::: Texte fourni

28.1.2012
FR
Journal officiel de l'Union européenne
C 25/18
Arrêt de la Cour (deuxième chambre) du 17 novembre 2011 (demande de décision préjudicielle du Bundesfinanzhof — Allemagne) — Oliver Jestel/Hauptzollamt Aachen
(Affaire C-454/10) (1)
(Code des douanes communautaire - Article 202, paragraphe 3, deuxième tiret - Naissance d’une dette douanière à la suite de l’introduction irrégulière de marchandises - Notion de «débiteur» - Participation à l’introduction irrégulière - Personne ayant agi en tant qu’intermédiaire lors de la conclusion des contrats de vente relatifs aux marchandises introduites de façon irrégulière)

::::::

Consigne
D'après le texte fourni, quelle juridiction a présenté la demande de décision préjudicielle ? Appuyez-vous uniquement sur le texte fourni.

::: Données présentées

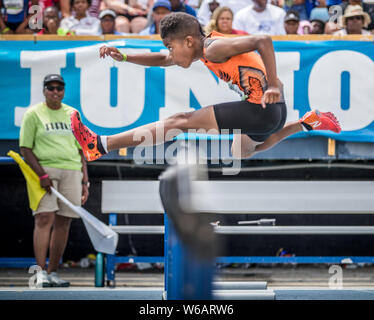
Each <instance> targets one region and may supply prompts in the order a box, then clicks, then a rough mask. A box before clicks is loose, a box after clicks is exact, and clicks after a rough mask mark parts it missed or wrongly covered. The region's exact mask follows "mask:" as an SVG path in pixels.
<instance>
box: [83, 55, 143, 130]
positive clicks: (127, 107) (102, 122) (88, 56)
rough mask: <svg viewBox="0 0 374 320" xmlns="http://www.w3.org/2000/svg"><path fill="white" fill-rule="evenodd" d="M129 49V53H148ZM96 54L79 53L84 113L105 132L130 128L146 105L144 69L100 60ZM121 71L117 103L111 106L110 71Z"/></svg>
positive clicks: (127, 64) (137, 65)
mask: <svg viewBox="0 0 374 320" xmlns="http://www.w3.org/2000/svg"><path fill="white" fill-rule="evenodd" d="M149 51H150V50H149V49H127V50H126V52H127V53H133V52H134V53H135V52H136V53H140V52H149ZM97 56H98V54H97V51H92V50H87V51H79V52H76V66H77V67H78V68H81V75H82V76H81V107H82V113H83V114H84V116H85V117H86V118H87V120H88V121H90V122H91V123H92V124H95V125H97V126H100V127H106V128H120V127H125V126H129V125H131V124H132V123H134V122H135V121H136V120H138V119H139V117H140V116H141V114H142V112H143V109H144V101H145V69H146V67H143V66H138V65H135V64H131V63H123V62H116V61H114V60H112V59H110V58H107V59H102V60H98V58H97ZM112 67H117V68H118V90H117V92H118V99H117V101H118V103H117V106H116V107H111V106H110V68H112Z"/></svg>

::::::

Corrigé
Le Bundesfinanzhof, en Allemagne.